--- Start ---

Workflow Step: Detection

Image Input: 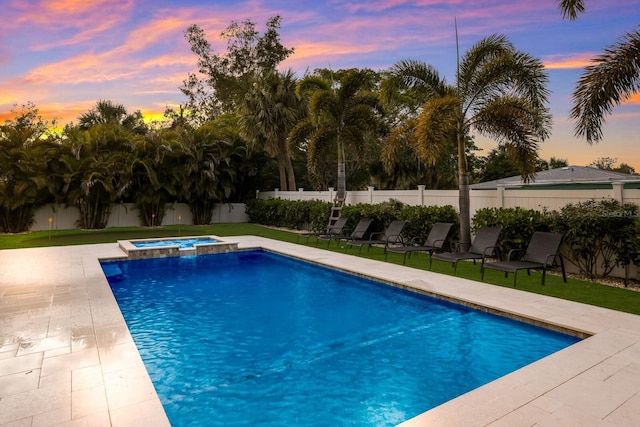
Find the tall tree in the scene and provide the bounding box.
[291,69,382,195]
[383,35,551,243]
[180,16,293,126]
[179,116,246,225]
[571,27,640,144]
[60,123,134,229]
[0,103,57,233]
[558,0,585,21]
[130,129,182,227]
[558,0,640,144]
[239,70,305,191]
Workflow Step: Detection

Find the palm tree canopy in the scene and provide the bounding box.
[571,27,640,144]
[558,0,585,21]
[382,35,551,178]
[290,69,381,193]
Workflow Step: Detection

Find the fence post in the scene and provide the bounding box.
[418,184,427,206]
[496,184,504,208]
[611,182,624,205]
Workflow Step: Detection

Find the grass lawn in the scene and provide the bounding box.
[0,223,640,314]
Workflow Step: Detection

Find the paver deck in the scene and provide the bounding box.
[0,236,640,427]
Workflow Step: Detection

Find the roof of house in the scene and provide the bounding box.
[471,166,640,190]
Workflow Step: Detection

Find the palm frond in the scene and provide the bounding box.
[558,0,585,21]
[412,96,460,164]
[570,29,640,144]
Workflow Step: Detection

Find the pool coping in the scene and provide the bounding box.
[117,235,238,259]
[0,236,640,427]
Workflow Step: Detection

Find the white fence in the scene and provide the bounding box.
[31,203,249,230]
[258,183,640,218]
[258,183,640,279]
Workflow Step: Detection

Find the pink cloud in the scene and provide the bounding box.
[542,52,596,70]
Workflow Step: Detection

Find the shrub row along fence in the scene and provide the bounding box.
[247,199,640,279]
[257,182,640,217]
[31,203,249,231]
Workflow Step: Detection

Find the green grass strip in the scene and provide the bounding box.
[0,223,640,314]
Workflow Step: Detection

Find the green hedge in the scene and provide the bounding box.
[247,199,640,277]
[246,199,331,230]
[471,208,551,257]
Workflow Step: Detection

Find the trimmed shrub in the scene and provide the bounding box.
[471,208,551,257]
[245,199,331,230]
[398,205,459,241]
[552,200,640,278]
[340,199,405,233]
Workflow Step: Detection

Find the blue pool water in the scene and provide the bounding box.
[131,237,217,249]
[103,251,578,426]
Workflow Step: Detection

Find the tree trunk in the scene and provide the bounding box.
[457,124,471,247]
[282,139,297,191]
[278,150,289,191]
[336,162,347,198]
[336,135,347,199]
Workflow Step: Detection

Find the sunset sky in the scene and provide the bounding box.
[0,0,640,172]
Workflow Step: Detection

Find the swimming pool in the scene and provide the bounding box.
[104,251,577,426]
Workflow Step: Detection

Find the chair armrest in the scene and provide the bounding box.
[507,249,524,261]
[387,234,402,243]
[482,246,500,258]
[544,252,560,267]
[369,231,384,241]
[431,239,448,249]
[456,240,471,253]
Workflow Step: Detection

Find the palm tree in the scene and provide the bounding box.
[0,104,57,233]
[571,27,640,144]
[239,70,304,191]
[382,35,551,243]
[558,0,585,21]
[179,115,245,225]
[131,129,182,227]
[291,69,381,197]
[559,0,640,144]
[60,123,133,229]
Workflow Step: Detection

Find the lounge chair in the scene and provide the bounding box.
[482,231,567,287]
[385,222,453,267]
[336,218,373,252]
[298,217,348,246]
[345,220,407,253]
[429,227,502,274]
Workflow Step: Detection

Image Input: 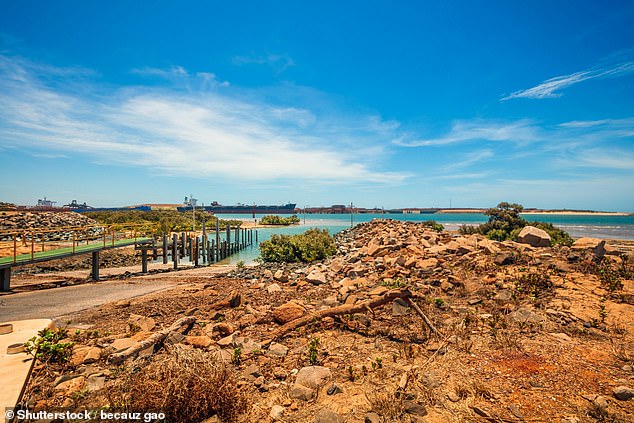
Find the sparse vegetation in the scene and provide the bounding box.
[515,272,553,298]
[24,328,75,363]
[260,229,337,263]
[82,210,242,235]
[109,346,247,423]
[308,338,319,366]
[458,202,573,245]
[420,220,445,232]
[260,214,299,226]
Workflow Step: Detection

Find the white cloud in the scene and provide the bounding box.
[233,54,295,73]
[0,57,407,184]
[393,120,539,147]
[501,52,634,101]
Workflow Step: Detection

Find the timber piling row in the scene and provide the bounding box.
[136,225,258,273]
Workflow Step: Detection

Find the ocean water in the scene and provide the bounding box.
[218,213,634,264]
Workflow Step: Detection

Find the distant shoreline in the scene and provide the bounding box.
[434,209,632,216]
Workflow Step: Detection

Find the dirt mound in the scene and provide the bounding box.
[19,220,634,422]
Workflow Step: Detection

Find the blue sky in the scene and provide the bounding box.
[0,0,634,211]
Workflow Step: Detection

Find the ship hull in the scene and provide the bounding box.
[178,204,296,214]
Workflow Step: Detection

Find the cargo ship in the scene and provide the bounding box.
[177,201,297,215]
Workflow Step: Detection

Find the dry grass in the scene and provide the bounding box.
[109,345,246,423]
[365,390,406,422]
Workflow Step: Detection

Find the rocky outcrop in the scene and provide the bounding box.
[0,212,103,241]
[517,226,550,247]
[571,238,606,257]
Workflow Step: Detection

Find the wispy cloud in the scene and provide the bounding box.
[0,57,407,184]
[130,66,230,88]
[394,120,538,147]
[501,51,634,101]
[232,54,295,73]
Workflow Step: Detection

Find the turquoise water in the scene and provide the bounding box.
[218,213,634,264]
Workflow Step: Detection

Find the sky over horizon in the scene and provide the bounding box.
[0,0,634,212]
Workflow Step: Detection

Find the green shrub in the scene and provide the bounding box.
[83,210,242,234]
[24,328,75,363]
[458,202,573,245]
[260,229,337,263]
[260,214,299,226]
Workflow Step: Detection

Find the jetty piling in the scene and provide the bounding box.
[0,225,258,292]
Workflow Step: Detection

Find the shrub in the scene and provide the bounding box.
[421,220,445,232]
[109,345,246,423]
[458,202,573,245]
[24,328,75,363]
[82,210,242,234]
[260,229,337,263]
[260,214,299,226]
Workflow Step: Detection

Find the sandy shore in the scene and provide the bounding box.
[436,209,634,216]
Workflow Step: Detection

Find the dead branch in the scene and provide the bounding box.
[269,288,412,342]
[407,298,441,336]
[109,316,196,364]
[203,291,242,311]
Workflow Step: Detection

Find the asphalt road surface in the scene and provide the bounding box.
[0,266,232,322]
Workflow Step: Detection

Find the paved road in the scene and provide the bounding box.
[0,266,233,322]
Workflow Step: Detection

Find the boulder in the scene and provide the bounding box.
[612,386,634,401]
[128,314,156,332]
[306,269,326,285]
[269,405,284,421]
[571,237,606,257]
[269,342,288,357]
[517,225,550,247]
[315,408,344,423]
[273,269,288,282]
[183,335,211,348]
[266,283,282,294]
[295,366,332,389]
[288,383,316,401]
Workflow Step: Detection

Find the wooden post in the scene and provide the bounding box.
[200,220,207,264]
[163,232,167,264]
[214,218,220,263]
[200,235,207,264]
[225,223,231,258]
[91,251,99,281]
[152,235,158,260]
[172,234,178,270]
[141,247,147,273]
[0,267,11,292]
[192,237,200,267]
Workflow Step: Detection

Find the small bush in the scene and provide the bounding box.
[308,338,319,366]
[458,203,574,246]
[260,229,337,263]
[260,214,299,226]
[515,272,554,298]
[24,328,75,363]
[109,345,246,423]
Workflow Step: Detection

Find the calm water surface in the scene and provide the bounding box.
[218,213,634,264]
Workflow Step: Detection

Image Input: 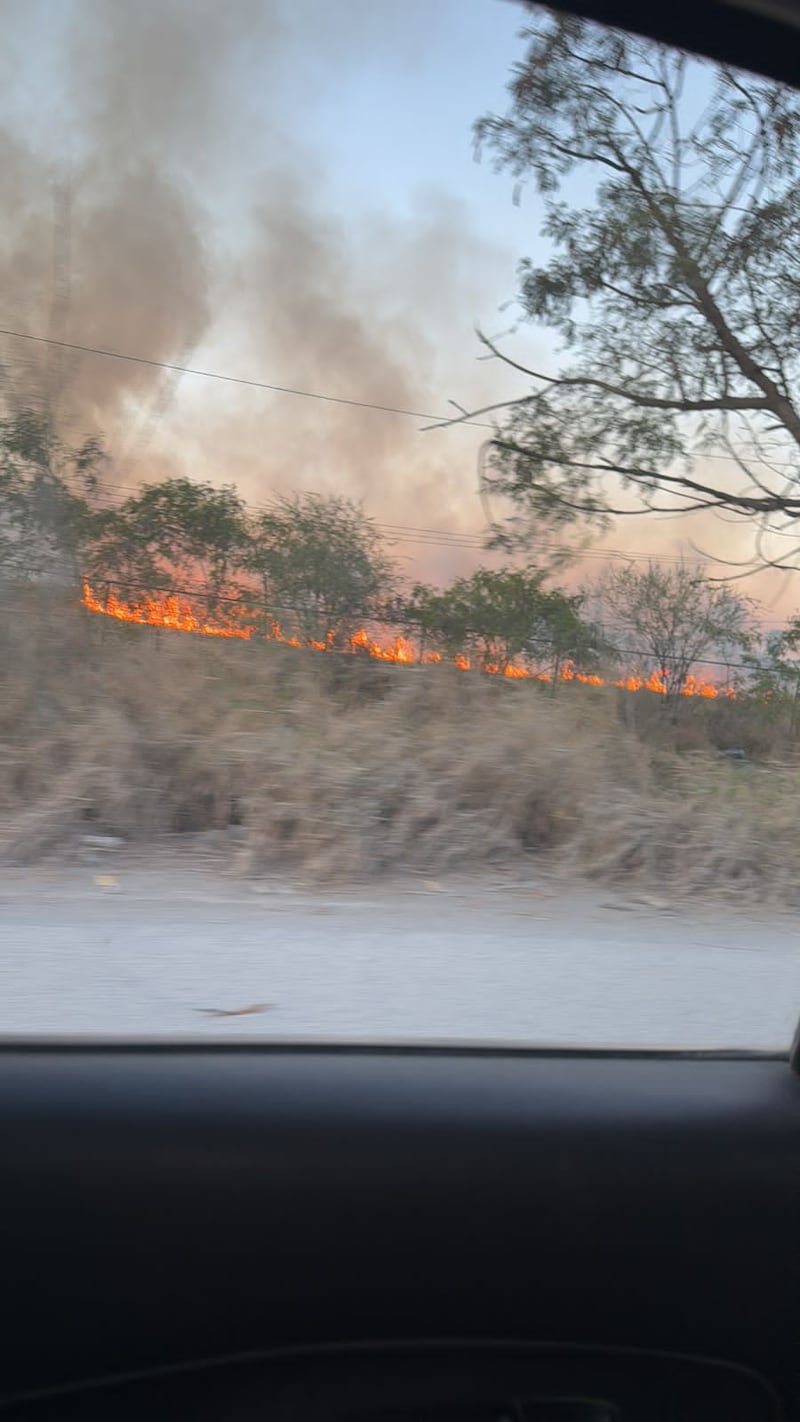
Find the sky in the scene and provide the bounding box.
[0,0,795,608]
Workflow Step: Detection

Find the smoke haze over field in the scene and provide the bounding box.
[0,0,537,576]
[0,0,795,605]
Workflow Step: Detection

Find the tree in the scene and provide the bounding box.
[745,616,800,737]
[246,493,394,643]
[88,478,249,614]
[0,408,104,583]
[460,7,800,566]
[406,566,595,675]
[602,563,752,701]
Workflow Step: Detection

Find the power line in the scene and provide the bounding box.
[0,327,494,429]
[6,319,797,474]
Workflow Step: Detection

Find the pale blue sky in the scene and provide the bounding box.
[0,0,790,600]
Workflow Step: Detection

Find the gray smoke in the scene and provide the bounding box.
[0,0,513,576]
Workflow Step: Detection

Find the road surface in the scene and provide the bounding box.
[0,855,800,1049]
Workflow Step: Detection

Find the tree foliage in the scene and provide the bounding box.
[244,493,394,641]
[602,563,753,700]
[90,478,249,613]
[406,566,600,674]
[463,7,800,566]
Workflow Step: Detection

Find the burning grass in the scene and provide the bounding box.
[0,593,800,900]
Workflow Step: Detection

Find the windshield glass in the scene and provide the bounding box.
[0,0,800,1049]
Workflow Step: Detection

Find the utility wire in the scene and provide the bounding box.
[0,327,494,429]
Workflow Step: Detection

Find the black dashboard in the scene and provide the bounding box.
[0,1045,800,1422]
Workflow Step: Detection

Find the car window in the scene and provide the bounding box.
[0,0,800,1051]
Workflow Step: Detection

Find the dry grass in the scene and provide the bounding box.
[0,594,800,900]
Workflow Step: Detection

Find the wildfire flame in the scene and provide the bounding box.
[82,583,736,700]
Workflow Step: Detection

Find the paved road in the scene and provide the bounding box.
[0,863,800,1048]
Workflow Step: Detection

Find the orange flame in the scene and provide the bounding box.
[82,582,736,700]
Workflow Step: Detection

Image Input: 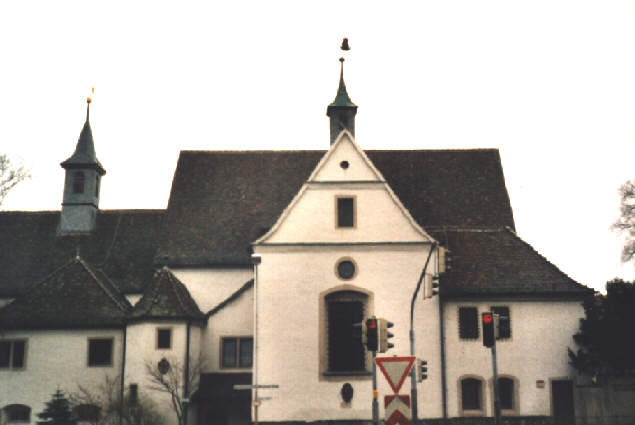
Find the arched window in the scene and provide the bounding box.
[73,404,101,423]
[324,291,368,373]
[73,171,86,193]
[459,375,485,416]
[2,404,31,422]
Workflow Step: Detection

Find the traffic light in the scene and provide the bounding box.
[353,322,366,345]
[417,359,428,382]
[366,317,379,351]
[377,319,394,353]
[481,311,496,348]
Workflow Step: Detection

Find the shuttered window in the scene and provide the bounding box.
[327,294,366,372]
[459,307,478,339]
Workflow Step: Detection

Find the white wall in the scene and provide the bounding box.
[202,288,254,373]
[444,301,584,417]
[256,246,440,421]
[0,329,122,423]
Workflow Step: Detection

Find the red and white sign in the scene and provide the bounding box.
[375,356,417,394]
[384,394,412,425]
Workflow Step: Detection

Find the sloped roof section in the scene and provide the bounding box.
[0,258,131,329]
[0,210,164,297]
[156,149,514,266]
[429,228,593,298]
[130,267,205,321]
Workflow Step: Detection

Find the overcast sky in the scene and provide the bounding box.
[0,0,635,290]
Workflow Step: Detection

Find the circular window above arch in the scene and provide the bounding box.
[335,257,357,280]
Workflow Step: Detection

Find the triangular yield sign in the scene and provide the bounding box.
[375,356,417,394]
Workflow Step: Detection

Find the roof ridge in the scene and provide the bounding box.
[73,258,128,313]
[205,279,254,317]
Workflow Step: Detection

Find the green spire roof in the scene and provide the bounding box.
[329,58,357,108]
[60,101,106,176]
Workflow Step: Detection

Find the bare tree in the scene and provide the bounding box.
[69,374,165,425]
[0,154,30,205]
[146,358,203,425]
[612,179,635,263]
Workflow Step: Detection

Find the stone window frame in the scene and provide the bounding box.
[155,326,174,350]
[0,403,31,424]
[318,284,374,381]
[487,373,520,416]
[0,338,29,371]
[334,195,357,229]
[86,336,115,367]
[456,374,487,416]
[218,335,254,370]
[456,305,481,341]
[71,171,86,195]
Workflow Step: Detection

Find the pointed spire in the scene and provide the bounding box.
[327,58,357,107]
[61,97,106,176]
[326,42,357,144]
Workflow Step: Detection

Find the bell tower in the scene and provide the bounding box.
[326,58,357,144]
[57,97,106,235]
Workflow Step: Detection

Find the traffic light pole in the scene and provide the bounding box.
[410,242,437,425]
[372,351,379,425]
[492,338,500,425]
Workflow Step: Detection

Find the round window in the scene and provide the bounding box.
[337,260,355,279]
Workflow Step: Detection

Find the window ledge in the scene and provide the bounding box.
[322,370,373,376]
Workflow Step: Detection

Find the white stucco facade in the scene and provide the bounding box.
[0,329,123,423]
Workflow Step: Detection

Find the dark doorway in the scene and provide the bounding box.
[198,373,251,425]
[551,380,575,425]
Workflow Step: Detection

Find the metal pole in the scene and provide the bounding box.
[410,328,420,425]
[492,338,500,425]
[372,351,379,425]
[410,242,437,425]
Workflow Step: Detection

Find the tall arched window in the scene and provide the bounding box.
[459,375,485,416]
[2,404,31,423]
[73,171,86,193]
[324,291,368,373]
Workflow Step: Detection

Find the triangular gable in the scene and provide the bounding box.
[0,258,131,329]
[254,130,434,245]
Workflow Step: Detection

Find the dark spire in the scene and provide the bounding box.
[60,97,106,176]
[326,48,357,144]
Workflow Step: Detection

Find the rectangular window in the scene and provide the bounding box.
[490,306,512,339]
[221,337,254,367]
[157,329,172,350]
[327,301,366,372]
[0,339,26,369]
[88,338,113,366]
[337,198,355,227]
[459,307,478,339]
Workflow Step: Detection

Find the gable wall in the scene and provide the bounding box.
[251,245,440,421]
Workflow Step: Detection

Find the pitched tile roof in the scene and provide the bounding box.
[157,149,514,266]
[130,267,205,321]
[427,228,593,298]
[0,210,164,297]
[0,259,132,329]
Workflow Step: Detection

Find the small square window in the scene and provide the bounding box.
[157,329,172,350]
[221,337,254,367]
[88,338,112,366]
[337,197,355,227]
[0,339,26,369]
[459,307,478,339]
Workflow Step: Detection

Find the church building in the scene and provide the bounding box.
[0,57,593,425]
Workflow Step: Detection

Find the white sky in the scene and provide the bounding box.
[0,0,635,290]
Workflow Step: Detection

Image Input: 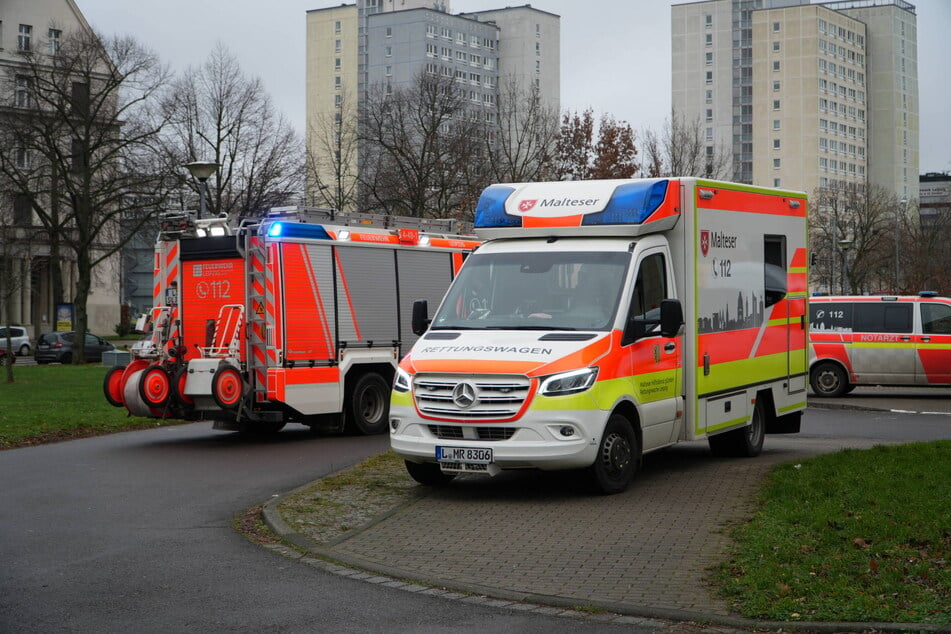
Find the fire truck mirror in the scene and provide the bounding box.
[413,299,429,336]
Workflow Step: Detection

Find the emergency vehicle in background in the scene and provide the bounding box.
[104,208,478,434]
[809,291,951,396]
[390,178,808,493]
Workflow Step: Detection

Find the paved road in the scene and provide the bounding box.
[0,423,684,634]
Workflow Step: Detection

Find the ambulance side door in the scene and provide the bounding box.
[621,247,683,450]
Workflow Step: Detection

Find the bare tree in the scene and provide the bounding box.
[483,78,559,183]
[0,30,173,363]
[552,108,639,180]
[641,112,732,179]
[809,184,899,293]
[306,86,359,211]
[163,43,303,219]
[360,72,485,218]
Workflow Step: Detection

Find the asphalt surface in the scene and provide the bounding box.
[265,388,951,631]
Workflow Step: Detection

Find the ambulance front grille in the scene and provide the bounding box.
[413,375,531,420]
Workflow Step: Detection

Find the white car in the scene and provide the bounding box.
[0,326,33,357]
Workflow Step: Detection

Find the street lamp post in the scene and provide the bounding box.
[895,198,908,293]
[185,161,218,218]
[839,239,852,295]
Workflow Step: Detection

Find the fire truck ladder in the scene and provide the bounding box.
[244,225,270,403]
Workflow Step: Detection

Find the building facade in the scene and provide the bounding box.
[306,0,561,211]
[671,0,918,200]
[0,0,119,337]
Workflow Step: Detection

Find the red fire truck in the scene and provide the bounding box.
[103,208,478,434]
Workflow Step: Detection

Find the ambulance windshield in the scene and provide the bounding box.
[432,251,630,330]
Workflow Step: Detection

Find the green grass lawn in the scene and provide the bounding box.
[717,441,951,624]
[0,364,181,449]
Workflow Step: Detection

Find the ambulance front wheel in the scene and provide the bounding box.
[404,460,456,487]
[809,362,851,397]
[347,372,390,436]
[588,414,641,495]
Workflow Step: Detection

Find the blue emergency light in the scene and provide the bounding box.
[267,222,332,240]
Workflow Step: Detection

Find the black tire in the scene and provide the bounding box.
[403,460,456,487]
[809,362,849,398]
[347,372,390,436]
[707,400,766,458]
[588,414,641,495]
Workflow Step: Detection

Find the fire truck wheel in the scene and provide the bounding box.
[347,372,390,436]
[588,414,641,495]
[809,363,849,397]
[102,365,125,407]
[707,401,766,458]
[404,460,456,487]
[139,365,172,409]
[172,365,195,408]
[211,365,244,410]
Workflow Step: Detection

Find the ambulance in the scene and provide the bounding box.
[103,208,478,434]
[809,291,951,397]
[390,178,808,493]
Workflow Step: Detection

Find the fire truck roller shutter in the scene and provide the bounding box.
[336,246,399,345]
[397,250,452,355]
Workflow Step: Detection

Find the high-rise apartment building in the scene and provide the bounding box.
[306,0,561,211]
[671,0,918,199]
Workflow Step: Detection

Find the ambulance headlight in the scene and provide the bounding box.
[539,368,598,396]
[393,368,413,392]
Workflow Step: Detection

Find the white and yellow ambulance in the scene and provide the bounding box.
[390,178,807,493]
[809,291,951,396]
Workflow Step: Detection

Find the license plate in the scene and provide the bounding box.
[436,447,492,464]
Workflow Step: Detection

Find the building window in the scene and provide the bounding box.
[17,24,33,52]
[13,75,30,108]
[47,29,63,55]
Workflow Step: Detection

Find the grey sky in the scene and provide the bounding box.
[77,0,951,172]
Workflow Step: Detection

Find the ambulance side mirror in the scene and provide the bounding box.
[660,299,684,338]
[413,299,429,337]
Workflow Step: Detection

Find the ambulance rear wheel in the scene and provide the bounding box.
[707,401,766,458]
[102,365,125,407]
[405,460,456,487]
[809,363,849,397]
[588,414,641,495]
[347,372,390,436]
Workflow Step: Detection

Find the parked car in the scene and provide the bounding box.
[35,331,116,363]
[0,326,33,357]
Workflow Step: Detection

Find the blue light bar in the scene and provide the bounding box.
[267,222,333,240]
[581,180,668,225]
[475,185,522,229]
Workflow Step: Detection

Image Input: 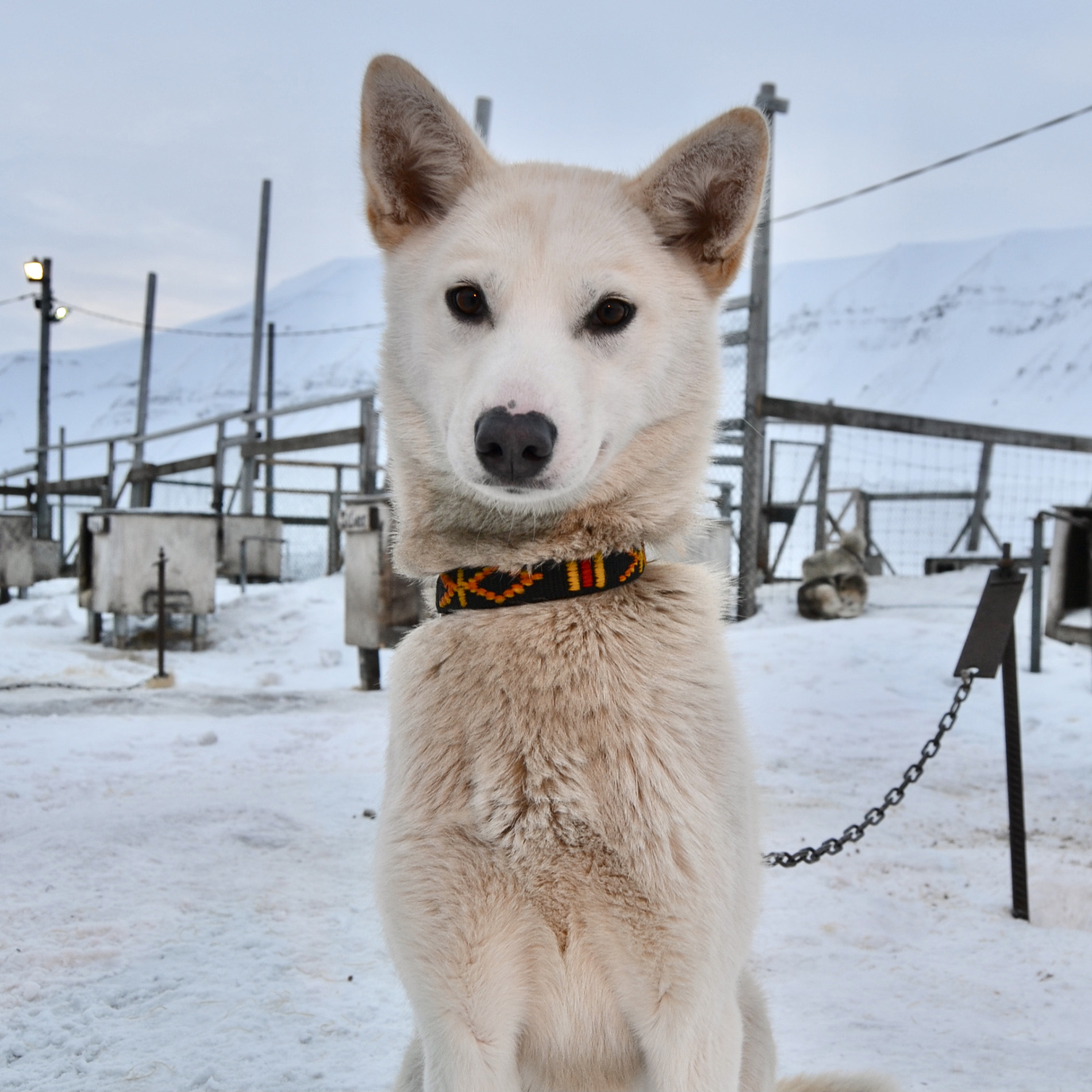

--- End ---

### Description of the task
Pull out every line above that contains the string "facade", treating uppercase and lowercase as different.

### Solution to this problem
Find the white stucco facade in the scene and provide the bounding box.
Find the building facade in the scene and provide the bounding box.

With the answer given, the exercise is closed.